(516b) Separation of (Sub-)Micron Bioparticles by Selective Flotation

Introduction Many biotechnological processes yield particle mixtures, such as products crystals and inclusion bodies with associated cells or cell debris. Particle-particle separation in biotechnology is mainly performed with centrifugation and filtration, which are ineffective when applied to the separation of small bioparticles with overlapping size and density distributions. An alternative to particle-particle separation is dissolution of one of the particle types followed by selective extraction. However, the solid product often contains the desired compound at high purity, giving direct isolation an advantage over the indirect separation by extraction. Selective flotation is a method that can be applied for particle-particle separation. It is currently used for the selective separation and concentration of particles, fibers and molecules, mainly in the mineral and paper industry. Flotation is based on the ability of particles in an suspension to attach to gas bubbles, which carry them up in the liquid phase due to buoyancy. If particle-bubble attachment is selective toward a specific class of particles, enrichment of these particles takes place at the top of the flotation device.

Research Particle-particle separation with flotation requires differences in flotation efficiency for the particles that need to be separated. In a previous study we showed that polyhydroxyalkanoate inclusion bodies can be recovered selectively from enzyme-treated fermentation broth, a suspension that contains inclusion bodies and cell debris particles, by dissolved-air flotation [1]. The selectivity of this flotation process was mainly caused by simultaneous selective aggregation of the inclusion bodies, which increased their flotation efficiency relative to that of the cell debris particles. These results show that selective aggregation is one of the key factors in separation of micrometer-sized bioparticles by selective flotation. The aggregation process depends on particle-particle interactions. Most bioparticles have rough and heterogeneous surfaces. The interactions between these particles therefore depend on the DLVO forces as well as the hydrophobic and steric interactions. In this work, we investigate the influence of the surface properties of bioparticles on their aggregation and flotation behaviour. For this purpose a model system was created that consists of 1 mm polystyrene particles that are coated with proteins (BSA, lysozyme and casein). The surface properties of these particles were determined with electrophoretic mobility measurements and contact angle measurements. Their aggregation behaviour could be predicted from their surface properties by taking into account the DLVO forces and hydrophobic and steric interactions. A window of operation was constructed for the separation of particles from a binary particle mixture. This window of operation was validated with aggregation and flotation experiments.

[1] Van Hee P, et al. 2004. Journal of Biotechnology and Bioengineering 88(1): 100-110. [2] Okada K, et al. 1990. The Canadian Journal of Chemical Engineering 68: 393-399.

Record excerpts ▸

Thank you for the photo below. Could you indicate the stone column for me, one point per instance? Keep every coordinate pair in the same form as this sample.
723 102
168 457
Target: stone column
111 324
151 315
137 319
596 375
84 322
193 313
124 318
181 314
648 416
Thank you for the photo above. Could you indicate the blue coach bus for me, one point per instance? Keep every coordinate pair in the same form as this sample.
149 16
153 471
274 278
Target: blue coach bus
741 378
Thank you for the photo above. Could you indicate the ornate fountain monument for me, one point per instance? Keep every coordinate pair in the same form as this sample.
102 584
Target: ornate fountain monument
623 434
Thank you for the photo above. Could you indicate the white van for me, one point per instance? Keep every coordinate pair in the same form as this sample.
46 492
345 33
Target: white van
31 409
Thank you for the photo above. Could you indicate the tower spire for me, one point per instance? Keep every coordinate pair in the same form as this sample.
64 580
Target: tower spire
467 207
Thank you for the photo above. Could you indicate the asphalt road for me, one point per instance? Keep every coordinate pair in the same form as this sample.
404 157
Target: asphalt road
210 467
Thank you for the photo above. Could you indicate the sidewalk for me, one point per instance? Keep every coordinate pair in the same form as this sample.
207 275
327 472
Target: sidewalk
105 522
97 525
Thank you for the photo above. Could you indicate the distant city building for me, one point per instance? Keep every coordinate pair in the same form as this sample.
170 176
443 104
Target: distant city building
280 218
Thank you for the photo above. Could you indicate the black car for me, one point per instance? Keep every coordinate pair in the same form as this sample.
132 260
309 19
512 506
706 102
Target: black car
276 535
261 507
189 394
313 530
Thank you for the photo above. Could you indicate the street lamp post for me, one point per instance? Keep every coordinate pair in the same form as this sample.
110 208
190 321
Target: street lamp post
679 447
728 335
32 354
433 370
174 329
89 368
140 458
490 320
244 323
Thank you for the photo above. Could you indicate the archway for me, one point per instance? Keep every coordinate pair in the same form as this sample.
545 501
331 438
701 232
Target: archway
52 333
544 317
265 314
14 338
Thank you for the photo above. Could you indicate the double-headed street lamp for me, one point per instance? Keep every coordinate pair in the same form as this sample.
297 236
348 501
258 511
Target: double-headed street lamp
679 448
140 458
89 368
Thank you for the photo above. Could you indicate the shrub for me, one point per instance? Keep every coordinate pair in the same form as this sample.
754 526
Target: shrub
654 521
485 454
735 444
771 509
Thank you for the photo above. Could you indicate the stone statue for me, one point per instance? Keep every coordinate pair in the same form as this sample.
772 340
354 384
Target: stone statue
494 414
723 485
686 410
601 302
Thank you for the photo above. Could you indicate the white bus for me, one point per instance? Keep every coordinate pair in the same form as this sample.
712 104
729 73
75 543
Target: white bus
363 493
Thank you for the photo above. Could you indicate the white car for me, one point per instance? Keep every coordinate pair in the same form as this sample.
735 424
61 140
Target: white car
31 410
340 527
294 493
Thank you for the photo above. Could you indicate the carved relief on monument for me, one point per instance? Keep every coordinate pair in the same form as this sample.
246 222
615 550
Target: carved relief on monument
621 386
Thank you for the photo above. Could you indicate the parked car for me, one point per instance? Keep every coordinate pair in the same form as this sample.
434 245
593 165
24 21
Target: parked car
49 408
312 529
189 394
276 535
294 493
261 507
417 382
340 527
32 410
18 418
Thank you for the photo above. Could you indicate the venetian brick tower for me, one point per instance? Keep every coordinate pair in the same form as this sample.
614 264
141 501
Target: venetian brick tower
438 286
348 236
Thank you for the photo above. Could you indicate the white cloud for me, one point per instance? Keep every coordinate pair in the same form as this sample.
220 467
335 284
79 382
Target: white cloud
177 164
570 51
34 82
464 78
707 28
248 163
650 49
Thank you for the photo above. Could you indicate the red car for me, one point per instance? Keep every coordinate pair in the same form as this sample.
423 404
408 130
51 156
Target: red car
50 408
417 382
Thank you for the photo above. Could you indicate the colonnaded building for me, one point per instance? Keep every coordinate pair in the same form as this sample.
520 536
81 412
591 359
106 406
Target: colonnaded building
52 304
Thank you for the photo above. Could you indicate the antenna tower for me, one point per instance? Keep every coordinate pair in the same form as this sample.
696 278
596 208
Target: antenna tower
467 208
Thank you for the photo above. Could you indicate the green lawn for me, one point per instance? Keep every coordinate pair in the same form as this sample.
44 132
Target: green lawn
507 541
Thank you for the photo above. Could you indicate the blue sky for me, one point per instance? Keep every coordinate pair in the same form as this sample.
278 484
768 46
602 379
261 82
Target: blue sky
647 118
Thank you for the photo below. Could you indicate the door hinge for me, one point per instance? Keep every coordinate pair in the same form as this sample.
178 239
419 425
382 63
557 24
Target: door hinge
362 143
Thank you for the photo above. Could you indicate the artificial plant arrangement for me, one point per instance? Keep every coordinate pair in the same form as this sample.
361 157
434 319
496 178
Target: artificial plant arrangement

What is expected ▸
Please copy the passage on bioparticle flotation word for word, starting at "[1] Van Hee" and ending at "Engineering 68: 393-399.". The records were taken from a different source than the text.

The completed task ▸
[1] Van Hee P, et al. 2004. Journal of Biotechnology and Bioengineering 88(1): 100-110. [2] Okada K, et al. 1990. The Canadian Journal of Chemical Engineering 68: 393-399.